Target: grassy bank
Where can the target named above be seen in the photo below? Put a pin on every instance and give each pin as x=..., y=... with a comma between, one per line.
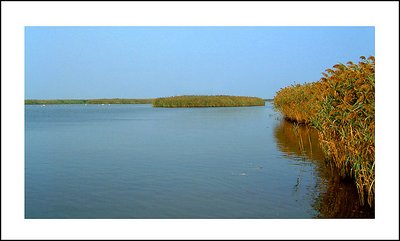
x=341, y=106
x=88, y=101
x=207, y=101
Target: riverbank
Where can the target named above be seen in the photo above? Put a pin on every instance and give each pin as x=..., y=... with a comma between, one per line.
x=207, y=101
x=341, y=106
x=88, y=101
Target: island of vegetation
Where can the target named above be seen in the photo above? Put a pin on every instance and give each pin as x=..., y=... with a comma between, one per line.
x=207, y=101
x=88, y=101
x=341, y=106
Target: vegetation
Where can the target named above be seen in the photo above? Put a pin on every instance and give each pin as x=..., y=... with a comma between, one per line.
x=341, y=106
x=334, y=197
x=91, y=101
x=207, y=101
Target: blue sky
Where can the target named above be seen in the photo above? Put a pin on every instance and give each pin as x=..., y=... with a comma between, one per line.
x=147, y=62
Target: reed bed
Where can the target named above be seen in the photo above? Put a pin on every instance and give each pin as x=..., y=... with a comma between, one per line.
x=88, y=101
x=341, y=106
x=207, y=101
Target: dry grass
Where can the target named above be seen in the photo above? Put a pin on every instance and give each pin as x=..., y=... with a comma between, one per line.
x=341, y=106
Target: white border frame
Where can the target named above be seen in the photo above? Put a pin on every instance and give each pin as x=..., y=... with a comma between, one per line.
x=383, y=15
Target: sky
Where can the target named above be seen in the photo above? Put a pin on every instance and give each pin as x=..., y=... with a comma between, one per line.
x=148, y=62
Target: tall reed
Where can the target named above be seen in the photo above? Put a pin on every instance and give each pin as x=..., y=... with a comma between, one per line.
x=341, y=106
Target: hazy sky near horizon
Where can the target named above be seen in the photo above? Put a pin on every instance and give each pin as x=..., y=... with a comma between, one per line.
x=147, y=62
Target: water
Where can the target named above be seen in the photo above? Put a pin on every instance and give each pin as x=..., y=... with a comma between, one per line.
x=135, y=161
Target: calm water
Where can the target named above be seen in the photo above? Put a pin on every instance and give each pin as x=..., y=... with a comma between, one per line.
x=135, y=161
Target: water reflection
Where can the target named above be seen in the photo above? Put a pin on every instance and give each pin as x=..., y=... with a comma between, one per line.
x=333, y=196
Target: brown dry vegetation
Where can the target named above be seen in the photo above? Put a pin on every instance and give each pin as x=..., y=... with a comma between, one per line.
x=341, y=106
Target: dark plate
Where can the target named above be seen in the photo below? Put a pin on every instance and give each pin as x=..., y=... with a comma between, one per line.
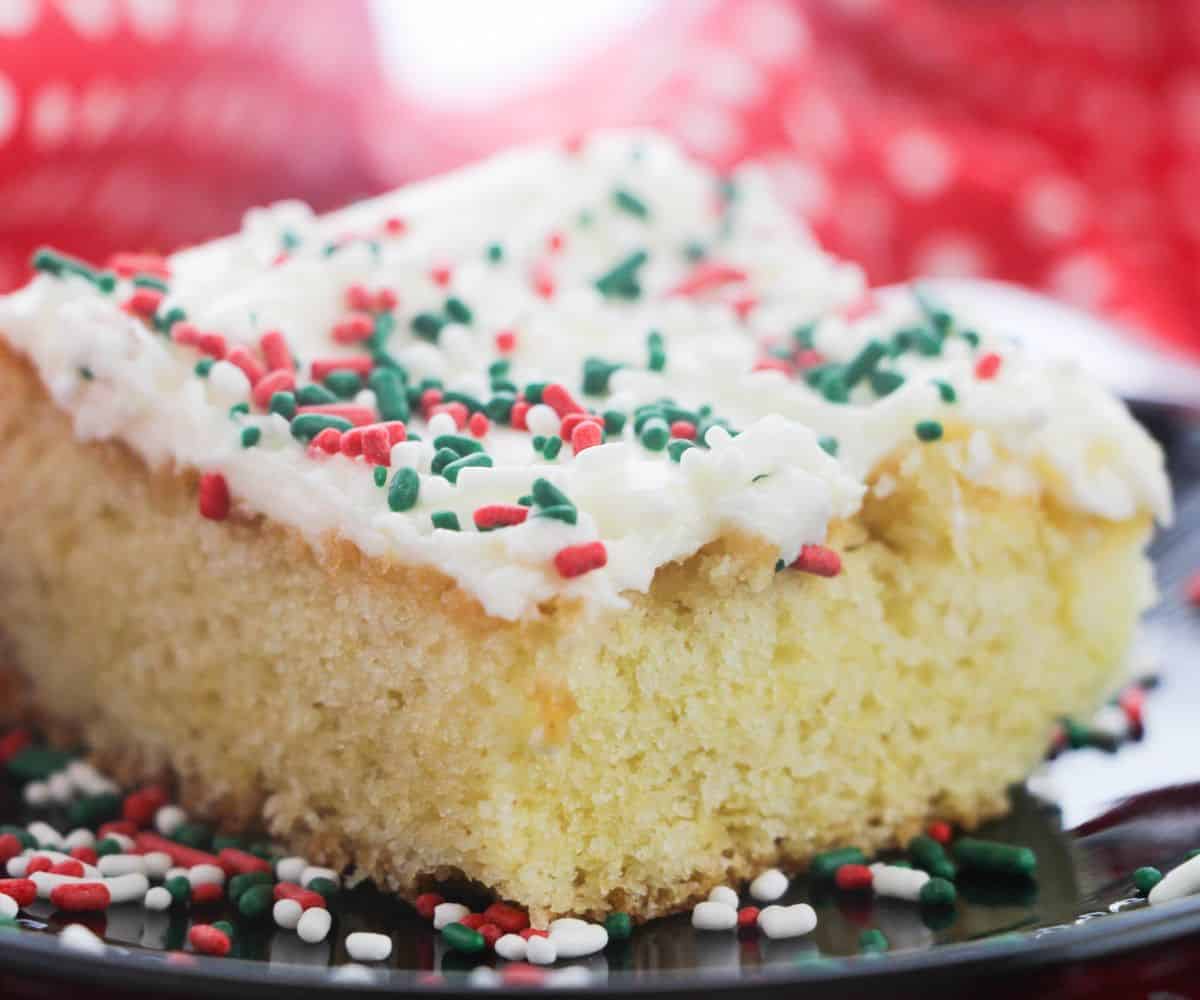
x=1110, y=813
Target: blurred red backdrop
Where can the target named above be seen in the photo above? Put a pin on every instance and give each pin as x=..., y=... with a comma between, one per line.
x=1054, y=144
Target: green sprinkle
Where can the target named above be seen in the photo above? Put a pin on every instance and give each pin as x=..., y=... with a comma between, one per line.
x=655, y=433
x=597, y=373
x=461, y=938
x=427, y=325
x=613, y=421
x=390, y=397
x=460, y=444
x=619, y=927
x=885, y=383
x=546, y=493
x=873, y=941
x=864, y=363
x=928, y=430
x=621, y=281
x=467, y=461
x=405, y=487
x=457, y=310
x=1146, y=878
x=285, y=403
x=313, y=395
x=445, y=519
x=307, y=425
x=561, y=512
x=676, y=448
x=343, y=383
x=826, y=864
x=627, y=201
x=995, y=857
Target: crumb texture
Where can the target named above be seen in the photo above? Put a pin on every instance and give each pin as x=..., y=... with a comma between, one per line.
x=730, y=719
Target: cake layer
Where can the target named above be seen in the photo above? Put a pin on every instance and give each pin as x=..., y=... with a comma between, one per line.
x=731, y=717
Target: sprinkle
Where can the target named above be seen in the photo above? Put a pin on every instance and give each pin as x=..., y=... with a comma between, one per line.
x=405, y=489
x=214, y=496
x=928, y=430
x=576, y=560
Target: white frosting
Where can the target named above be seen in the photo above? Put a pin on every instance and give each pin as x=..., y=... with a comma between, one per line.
x=772, y=479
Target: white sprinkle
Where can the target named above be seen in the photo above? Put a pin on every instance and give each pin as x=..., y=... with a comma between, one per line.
x=121, y=864
x=575, y=941
x=157, y=863
x=289, y=869
x=287, y=914
x=724, y=894
x=365, y=946
x=313, y=872
x=511, y=947
x=898, y=882
x=78, y=938
x=540, y=951
x=448, y=912
x=769, y=886
x=313, y=924
x=129, y=887
x=714, y=916
x=205, y=874
x=1180, y=881
x=787, y=921
x=543, y=420
x=168, y=819
x=45, y=834
x=156, y=898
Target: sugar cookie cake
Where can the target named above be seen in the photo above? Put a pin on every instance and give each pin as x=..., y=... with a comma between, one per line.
x=570, y=524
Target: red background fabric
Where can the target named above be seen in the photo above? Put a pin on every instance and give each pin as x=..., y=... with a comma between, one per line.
x=1055, y=144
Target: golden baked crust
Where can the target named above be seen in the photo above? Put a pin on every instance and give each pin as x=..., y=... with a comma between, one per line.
x=731, y=718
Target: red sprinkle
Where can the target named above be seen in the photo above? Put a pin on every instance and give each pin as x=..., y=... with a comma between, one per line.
x=559, y=400
x=510, y=920
x=426, y=903
x=275, y=351
x=748, y=916
x=207, y=892
x=24, y=891
x=144, y=301
x=577, y=560
x=819, y=561
x=208, y=939
x=852, y=878
x=358, y=415
x=357, y=363
x=479, y=425
x=354, y=328
x=79, y=897
x=940, y=831
x=987, y=366
x=235, y=862
x=588, y=433
x=499, y=515
x=214, y=496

________

### What needs to be done
Your answer must be one number: how many lines of the data contain "water".

### Result for this exercise
3